• [Trecho do documento]:
É hora de ser outcome driven
Saiba por que a maioria das empresas não está obtendo resultados com OKR e o que você pode fazer a respeito.
Este post também está disponível em Inglês.
Você provavelmente já percebeu que OKR não é uma bala de prata capaz de resolver magicamente todos os seus problemas.
Parece que todo mundo está usando OKR. Infelizmente, a maioria das empresas que tentaram usar OKR ficaram decepcionadas com os resultados.
No entanto, embora OKR normalmente não corresponda às expectativas (muitas vezes irrealistas), os desafios que criam a demanda por OKR são reais.
Nos últimos dez anos, conversei com centenas de empresas sobre quais problemas elas queriam resolver com OKR. Os mesmos 12 desafios apareceram repetidamente, independentemente de a empresa usar ou não OKR.
Aposto que você vai se identificar com alguns deles:
Os concorrentes estão inovando mais rápido do que você.
Os colaboradores não entendem como seu trabalho contribui para a estratégia.
As pessoas não estão se movendo na mesma direção. Os times geralmente definem prioridades conflitantes.
A organização tem prioridades demais.
A CFO está frustrada com os baixos retornos dos investimentos em tecnologia.
Uma grande parte do orçamento é alocada para projetos, mas a organização não consegue medir os resultados desses projetos.
Muitos OKRs (ou metas) dentro da organização são baseados em projetos, como “Lançar o novo site”, “Implantar o MVP” ou “Migrar 100% dos servidores para a nuvem”.
A organização frequentemente avalia os colaboradores com base em sua capacidade de cumprir prazos. Não importa se eles ajudaram a empresa ou não.
A empresa tem muitos dashboards, mas muitas vezes as pessoas não usam dados para orientar as decisões do dia a dia ou obter insights.
Os colaboradores estão pedindo mais autonomia e um propósito claro.
Os colaboradores resistem a estabelecer OKRs (ou metas) ambiciosos, admitir erros ou fazer perguntas.
As pessoas não assumem a responsabilidade por seus OKRs (ou metas). As pessoas os veem como uma formalidade e não como algo que orienta seu trabalho diário.
Se esses desafios soam muito próximos da sua realidade, não se sinta mal. Não é culpa sua.
Mas você precisa fazer algo a respeito.
OKR é uma ferramenta, não uma bala de prata
Dada toda a decepção com OKR, algumas pessoas estão procurando alternativas melhores.
Mas quer você opte por usar OKR ou qualquer outra técnica, você precisa entender que elas não são balas de prata. Eles são apenas ferramentas, e os resultados obtidos com qualquer ferramenta dependem de como você a usa.
Como diz Benedict Evans, as pessoas têm uma tendência clara quando obtêm novas ferramentas:
Há um velho ditado que diz que, quando adquirimos uma nova ferramenta, começamos adaptando a ferramenta à maneira antiga de trabalhar e depois mudamos a forma como trabalhamos para se adequar à nova ferramenta.
99% das pessoas adaptam OKR à sua maneira antiga de trabalhar. Como aquela definição popular de insanidade, eles continuam fazendo a mesma coisa e esperam resultados diferentes.

• [Tarefa]: Prolongue o texto sobre OKR a partir da última frase apresentada, mantendo o mesmo tom e estilo.

• [Dados para análise]:

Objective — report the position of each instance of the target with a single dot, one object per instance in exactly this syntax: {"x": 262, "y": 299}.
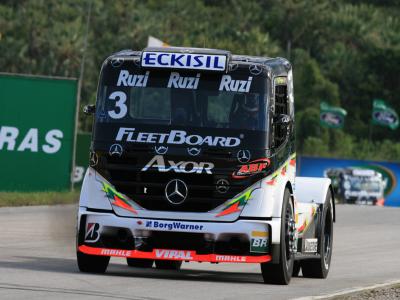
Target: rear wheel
{"x": 296, "y": 269}
{"x": 139, "y": 263}
{"x": 168, "y": 264}
{"x": 281, "y": 273}
{"x": 92, "y": 263}
{"x": 319, "y": 268}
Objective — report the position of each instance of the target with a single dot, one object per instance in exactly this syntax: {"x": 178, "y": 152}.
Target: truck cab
{"x": 193, "y": 159}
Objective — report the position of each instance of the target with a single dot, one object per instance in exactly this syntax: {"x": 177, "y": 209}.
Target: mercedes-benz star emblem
{"x": 194, "y": 151}
{"x": 255, "y": 69}
{"x": 115, "y": 149}
{"x": 176, "y": 191}
{"x": 94, "y": 159}
{"x": 161, "y": 150}
{"x": 222, "y": 186}
{"x": 243, "y": 156}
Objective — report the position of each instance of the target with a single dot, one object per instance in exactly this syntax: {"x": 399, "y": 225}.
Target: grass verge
{"x": 37, "y": 198}
{"x": 382, "y": 293}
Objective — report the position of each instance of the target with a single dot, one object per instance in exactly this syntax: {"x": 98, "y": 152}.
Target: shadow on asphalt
{"x": 64, "y": 265}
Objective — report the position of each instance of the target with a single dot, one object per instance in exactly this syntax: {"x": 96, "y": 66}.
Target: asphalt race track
{"x": 37, "y": 261}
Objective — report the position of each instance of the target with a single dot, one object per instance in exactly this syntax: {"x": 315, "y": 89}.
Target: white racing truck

• [Resultado]:
É compreensível que tantos fiquem desapontados. E provavelmente também ficarão desapontados com a próxima ferramenta.
Tentar enfrentar esses 12 desafios apenas com OKR é como tentar curar uma perna quebrada com uma bolsa de gelo.
Embora OKR possa ajudar a aliviar alguns sintomas se usado corretamente — e esse é um “se” enorme — ele não é suficiente para endereçar as causas estruturais e mais profundas.
Se você perdeu completamente a fé em OKR, pode optar por usar outra coisa. Mas você precisa entender que substituir OKR por outra ferramenta é como comprar uma bolsa de gelo diferente. Sozinha, ela não vai mudar muita coisa.
Você tem que endereçar as causas mais profundas
Esta situação é semelhante a uma experiência que tive recentemente com uma fisioterapeuta. Ela me disse que eu tinha que desaprender a maneira como andava.
Eu vinha tendo fortes dores nas costas há anos. Às vezes, o lado direito das minhas costas travava e eu não conseguia me mover. Não era nada divertido.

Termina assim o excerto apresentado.